COSA SI CHIEDE —
• A. Nel racconto del viaggio in Chiapas, a che altitudine si trova San Cristobal de las Casas?
• B. Estrai dal racconto del viaggio in Chiapas il brano che comincia con "Arrivo a San" e finisce con "vicino a Palenque.", copiandolo parola per parola.

TESTO FORNITO —
▬▬▬

"I primi di queste terre avevano considerazione per la figura del caracol (chiocciola), che
rappresentava l'entrata verso il cuore, la conoscenza e anche l'uscita dal cuore per andare nel
mondo. Con il caracol si richiamava la collettività affinchè la parola scorresse
dall'uno all'altro e nascesse accordo, il caracol era d'aiuto affinchè l'orecchio udisse
anche la parola lontana."
(Subcomandante Marcos, 4 agosto 2003)
A San Cristobal de las Casas, città che ricorda gli antichi fasti dei conquistadores,
con le sue casette dai mille colori e con l'aria frizzantina dei suoi 2100 m/slm, ho un caro
amico, Jorge, responsabile di una ONG messicana, Desmi, che si occupa dello sviluppo economico
e sociale dei messicani indigeni. Grazie a lui ho potuto condividere la vita, i problemi,
i sogni, le speranze di alcune comunità indigene de los Altos del Chiapas, la zona
montuosa a nord di San Cristobal e ho potuto partecipare come osservatrice internazionale al
"Foro sobre l'autonomia" tenutosi a San Cristobal subito dopo l'inaugurazione dei "caracoles"
zapatisti.
Arrivo a San Cristobal il 10 agosto, domenica, le prime persone che incontro sono Michele e
Corrado, amici di Fidenza e Chiara, amica di Bassano e studentessa in Chiapas. Il mondo è
davvero piccolo! La mattina dopo alla sede di Desmi, dopo baci, abbracci e chiacchiere, da parte
mia in una lingua non propriamente castigliano aulico, ho finalmente il mio programma di visite
per i miei giorni chiapanechi. Martedì, di buon mattino, parto con mio marito Italo e mio
figlio Marco, per alcuni giorni di incontri, visite ed esperienze indimenticabili, alla volta di
Cantioc e El Calvario, piccole comunità vicino a Palenque.

▬▬▬

DATI FORNITI —
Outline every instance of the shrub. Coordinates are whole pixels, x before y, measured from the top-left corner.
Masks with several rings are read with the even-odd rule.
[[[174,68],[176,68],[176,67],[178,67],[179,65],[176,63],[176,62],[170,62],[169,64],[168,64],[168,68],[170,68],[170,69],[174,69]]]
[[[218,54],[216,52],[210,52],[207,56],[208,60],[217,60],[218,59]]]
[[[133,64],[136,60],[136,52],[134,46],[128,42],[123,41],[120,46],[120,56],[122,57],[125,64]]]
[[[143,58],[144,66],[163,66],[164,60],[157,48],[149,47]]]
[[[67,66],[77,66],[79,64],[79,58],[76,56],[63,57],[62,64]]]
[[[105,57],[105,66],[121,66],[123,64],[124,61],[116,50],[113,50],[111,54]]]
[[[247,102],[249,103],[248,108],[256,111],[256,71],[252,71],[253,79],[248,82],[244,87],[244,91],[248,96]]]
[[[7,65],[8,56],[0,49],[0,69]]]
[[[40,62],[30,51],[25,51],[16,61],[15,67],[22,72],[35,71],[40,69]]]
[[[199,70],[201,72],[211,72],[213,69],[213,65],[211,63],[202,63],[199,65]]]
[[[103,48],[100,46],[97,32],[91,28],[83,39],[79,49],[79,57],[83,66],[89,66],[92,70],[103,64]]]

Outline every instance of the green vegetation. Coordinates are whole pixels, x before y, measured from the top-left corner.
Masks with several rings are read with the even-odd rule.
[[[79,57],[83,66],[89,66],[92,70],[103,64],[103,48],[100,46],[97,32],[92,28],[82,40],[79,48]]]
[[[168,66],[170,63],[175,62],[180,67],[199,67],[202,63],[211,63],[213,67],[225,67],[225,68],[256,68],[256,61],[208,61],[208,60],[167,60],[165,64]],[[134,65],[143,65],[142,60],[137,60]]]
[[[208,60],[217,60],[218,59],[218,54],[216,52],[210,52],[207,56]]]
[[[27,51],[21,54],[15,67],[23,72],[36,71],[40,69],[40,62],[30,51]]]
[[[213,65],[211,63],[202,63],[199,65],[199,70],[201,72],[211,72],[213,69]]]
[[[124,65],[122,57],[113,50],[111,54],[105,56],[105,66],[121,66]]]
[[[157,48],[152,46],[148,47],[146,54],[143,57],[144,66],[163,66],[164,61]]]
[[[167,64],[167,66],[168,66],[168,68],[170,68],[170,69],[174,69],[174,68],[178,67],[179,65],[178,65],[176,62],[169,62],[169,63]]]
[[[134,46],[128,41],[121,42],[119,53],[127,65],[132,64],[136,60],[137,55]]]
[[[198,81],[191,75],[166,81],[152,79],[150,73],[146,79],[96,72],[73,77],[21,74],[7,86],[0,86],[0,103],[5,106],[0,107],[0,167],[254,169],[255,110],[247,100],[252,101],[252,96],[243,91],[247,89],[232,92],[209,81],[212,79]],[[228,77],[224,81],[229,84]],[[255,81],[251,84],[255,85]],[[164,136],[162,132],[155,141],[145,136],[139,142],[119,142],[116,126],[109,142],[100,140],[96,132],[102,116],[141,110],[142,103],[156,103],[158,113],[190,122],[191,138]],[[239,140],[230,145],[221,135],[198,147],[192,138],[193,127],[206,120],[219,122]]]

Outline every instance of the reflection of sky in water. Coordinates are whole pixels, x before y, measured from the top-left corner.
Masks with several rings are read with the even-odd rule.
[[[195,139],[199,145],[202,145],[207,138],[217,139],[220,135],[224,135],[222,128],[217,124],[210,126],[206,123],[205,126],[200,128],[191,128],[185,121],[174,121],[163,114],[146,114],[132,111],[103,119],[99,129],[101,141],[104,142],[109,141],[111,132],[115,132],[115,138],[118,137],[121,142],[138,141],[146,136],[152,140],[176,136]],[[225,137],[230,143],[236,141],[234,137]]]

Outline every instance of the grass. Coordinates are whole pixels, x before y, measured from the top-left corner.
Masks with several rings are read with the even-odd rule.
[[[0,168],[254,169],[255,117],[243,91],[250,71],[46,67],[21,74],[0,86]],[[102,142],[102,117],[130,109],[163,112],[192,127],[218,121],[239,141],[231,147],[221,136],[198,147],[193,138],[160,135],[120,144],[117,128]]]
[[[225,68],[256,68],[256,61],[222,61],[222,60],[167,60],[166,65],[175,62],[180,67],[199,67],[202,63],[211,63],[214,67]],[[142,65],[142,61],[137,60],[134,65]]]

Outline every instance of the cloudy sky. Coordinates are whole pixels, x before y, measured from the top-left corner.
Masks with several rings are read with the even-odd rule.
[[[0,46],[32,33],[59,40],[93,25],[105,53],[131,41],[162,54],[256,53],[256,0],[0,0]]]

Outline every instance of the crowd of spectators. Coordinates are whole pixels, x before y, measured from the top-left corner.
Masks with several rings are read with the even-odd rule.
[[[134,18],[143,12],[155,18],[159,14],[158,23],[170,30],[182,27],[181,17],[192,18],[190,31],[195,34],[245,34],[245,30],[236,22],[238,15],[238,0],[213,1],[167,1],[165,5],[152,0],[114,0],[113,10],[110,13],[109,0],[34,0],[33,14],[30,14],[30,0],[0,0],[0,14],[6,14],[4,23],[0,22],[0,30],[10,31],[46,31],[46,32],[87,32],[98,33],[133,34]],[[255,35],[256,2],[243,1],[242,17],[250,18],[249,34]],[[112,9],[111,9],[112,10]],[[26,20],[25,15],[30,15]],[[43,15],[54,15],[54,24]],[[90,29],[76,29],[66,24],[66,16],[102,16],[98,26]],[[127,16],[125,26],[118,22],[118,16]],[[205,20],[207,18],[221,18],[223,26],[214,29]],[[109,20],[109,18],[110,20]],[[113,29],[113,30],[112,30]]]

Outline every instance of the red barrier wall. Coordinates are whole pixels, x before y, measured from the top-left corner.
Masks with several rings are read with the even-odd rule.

▬▬▬

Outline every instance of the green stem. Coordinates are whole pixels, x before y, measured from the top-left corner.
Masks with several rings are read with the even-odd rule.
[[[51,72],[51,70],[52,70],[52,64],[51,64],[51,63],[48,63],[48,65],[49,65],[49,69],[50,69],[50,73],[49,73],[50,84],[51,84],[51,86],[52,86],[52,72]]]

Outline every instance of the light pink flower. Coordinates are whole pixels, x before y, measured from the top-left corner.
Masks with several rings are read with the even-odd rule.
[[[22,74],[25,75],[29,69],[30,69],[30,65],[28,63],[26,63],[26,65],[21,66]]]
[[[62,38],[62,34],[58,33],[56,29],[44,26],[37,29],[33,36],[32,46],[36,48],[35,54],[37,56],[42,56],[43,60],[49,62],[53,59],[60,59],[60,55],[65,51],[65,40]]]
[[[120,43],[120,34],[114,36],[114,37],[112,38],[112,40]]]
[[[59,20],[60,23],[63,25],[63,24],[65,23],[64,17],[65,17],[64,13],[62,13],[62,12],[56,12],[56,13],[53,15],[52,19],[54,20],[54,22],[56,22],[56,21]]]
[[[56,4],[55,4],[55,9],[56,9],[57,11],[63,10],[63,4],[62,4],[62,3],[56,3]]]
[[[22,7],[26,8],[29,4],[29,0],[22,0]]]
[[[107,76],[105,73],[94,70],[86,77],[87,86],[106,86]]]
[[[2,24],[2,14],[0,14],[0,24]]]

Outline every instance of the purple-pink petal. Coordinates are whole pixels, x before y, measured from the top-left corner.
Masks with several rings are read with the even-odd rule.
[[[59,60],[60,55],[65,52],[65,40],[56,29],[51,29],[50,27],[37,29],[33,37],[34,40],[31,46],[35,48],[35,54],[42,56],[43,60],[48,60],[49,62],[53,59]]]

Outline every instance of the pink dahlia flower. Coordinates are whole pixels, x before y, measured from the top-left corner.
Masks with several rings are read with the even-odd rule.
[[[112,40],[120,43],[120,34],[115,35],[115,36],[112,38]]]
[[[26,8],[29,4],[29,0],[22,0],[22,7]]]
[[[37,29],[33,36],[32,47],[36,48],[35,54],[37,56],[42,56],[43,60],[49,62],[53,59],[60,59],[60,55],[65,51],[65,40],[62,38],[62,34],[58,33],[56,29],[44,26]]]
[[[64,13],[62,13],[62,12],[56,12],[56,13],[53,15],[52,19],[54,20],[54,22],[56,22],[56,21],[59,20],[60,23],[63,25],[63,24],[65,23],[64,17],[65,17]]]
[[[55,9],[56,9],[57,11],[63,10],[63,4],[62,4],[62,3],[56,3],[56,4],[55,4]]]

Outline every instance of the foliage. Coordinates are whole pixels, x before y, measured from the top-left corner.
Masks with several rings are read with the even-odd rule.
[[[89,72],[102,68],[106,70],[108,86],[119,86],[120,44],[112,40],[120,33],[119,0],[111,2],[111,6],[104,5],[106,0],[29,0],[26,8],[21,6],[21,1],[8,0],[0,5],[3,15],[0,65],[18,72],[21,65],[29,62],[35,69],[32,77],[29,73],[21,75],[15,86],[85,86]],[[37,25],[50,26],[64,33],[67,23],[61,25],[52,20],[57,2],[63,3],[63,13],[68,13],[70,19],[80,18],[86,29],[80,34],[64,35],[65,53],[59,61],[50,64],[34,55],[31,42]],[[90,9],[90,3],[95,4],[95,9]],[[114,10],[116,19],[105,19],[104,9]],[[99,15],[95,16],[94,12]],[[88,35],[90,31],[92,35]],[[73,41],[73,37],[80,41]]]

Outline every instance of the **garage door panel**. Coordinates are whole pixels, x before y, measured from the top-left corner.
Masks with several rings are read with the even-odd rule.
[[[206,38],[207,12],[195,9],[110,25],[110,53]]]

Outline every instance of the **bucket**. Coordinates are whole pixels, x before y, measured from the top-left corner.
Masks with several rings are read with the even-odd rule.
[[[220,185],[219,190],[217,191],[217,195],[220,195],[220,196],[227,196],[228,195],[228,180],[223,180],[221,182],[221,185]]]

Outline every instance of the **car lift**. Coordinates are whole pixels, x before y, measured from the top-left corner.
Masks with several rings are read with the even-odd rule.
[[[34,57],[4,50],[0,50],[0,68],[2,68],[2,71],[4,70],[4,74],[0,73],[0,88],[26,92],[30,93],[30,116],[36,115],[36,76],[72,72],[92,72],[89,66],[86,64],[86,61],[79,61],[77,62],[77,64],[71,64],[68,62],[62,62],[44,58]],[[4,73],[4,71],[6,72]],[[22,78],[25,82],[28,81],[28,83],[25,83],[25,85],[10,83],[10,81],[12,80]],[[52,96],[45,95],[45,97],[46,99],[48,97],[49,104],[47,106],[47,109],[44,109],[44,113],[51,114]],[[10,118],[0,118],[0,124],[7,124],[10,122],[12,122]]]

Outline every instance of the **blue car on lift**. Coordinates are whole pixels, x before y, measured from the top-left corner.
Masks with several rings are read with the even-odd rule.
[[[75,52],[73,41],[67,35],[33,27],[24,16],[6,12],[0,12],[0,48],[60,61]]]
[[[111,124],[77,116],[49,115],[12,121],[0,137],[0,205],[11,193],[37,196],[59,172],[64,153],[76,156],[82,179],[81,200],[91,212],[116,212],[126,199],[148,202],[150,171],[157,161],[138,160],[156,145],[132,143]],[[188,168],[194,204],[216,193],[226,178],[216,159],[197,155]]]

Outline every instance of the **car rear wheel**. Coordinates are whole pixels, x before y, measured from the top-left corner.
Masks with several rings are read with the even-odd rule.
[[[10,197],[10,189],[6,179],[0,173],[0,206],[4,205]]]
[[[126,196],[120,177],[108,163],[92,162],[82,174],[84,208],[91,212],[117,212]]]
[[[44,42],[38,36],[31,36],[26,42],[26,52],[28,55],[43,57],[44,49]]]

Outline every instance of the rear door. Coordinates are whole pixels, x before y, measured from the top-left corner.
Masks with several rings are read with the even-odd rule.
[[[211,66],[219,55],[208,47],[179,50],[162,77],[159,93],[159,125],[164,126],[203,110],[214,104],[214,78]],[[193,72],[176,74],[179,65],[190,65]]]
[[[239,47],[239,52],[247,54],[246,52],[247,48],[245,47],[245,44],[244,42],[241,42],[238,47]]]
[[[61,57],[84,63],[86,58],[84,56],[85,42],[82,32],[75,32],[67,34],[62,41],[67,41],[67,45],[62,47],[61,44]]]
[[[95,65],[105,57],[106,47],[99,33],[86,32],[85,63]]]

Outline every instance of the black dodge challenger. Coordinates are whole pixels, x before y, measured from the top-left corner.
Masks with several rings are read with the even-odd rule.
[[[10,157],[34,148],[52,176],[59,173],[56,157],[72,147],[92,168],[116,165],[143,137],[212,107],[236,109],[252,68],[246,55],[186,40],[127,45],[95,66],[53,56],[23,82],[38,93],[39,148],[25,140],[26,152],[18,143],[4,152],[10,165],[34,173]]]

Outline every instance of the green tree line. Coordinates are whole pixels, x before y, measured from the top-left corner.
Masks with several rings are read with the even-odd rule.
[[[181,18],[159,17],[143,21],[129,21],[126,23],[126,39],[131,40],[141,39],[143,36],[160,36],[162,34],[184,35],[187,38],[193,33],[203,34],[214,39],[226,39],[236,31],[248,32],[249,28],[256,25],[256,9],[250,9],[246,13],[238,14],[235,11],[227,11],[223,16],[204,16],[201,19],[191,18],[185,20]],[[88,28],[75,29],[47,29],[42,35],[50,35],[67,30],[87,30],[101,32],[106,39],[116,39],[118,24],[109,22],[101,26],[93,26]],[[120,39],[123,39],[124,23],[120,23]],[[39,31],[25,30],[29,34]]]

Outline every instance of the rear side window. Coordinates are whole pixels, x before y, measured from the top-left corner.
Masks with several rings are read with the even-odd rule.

▬▬▬

RISPOSTE PER COMPITO —
• A. A 2100 metri sul livello del mare.

• B.
Arrivo a San Cristobal il 10 agosto, domenica, le prime persone che incontro sono Michele e
Corrado, amici di Fidenza e Chiara, amica di Bassano e studentessa in Chiapas. Il mondo è
davvero piccolo! La mattina dopo alla sede di Desmi, dopo baci, abbracci e chiacchiere, da parte
mia in una lingua non propriamente castigliano aulico, ho finalmente il mio programma di visite
per i miei giorni chiapanechi. Martedì, di buon mattino, parto con mio marito Italo e mio
figlio Marco, per alcuni giorni di incontri, visite ed esperienze indimenticabili, alla volta di
Cantioc e El Calvario, piccole comunità vicino a Palenque.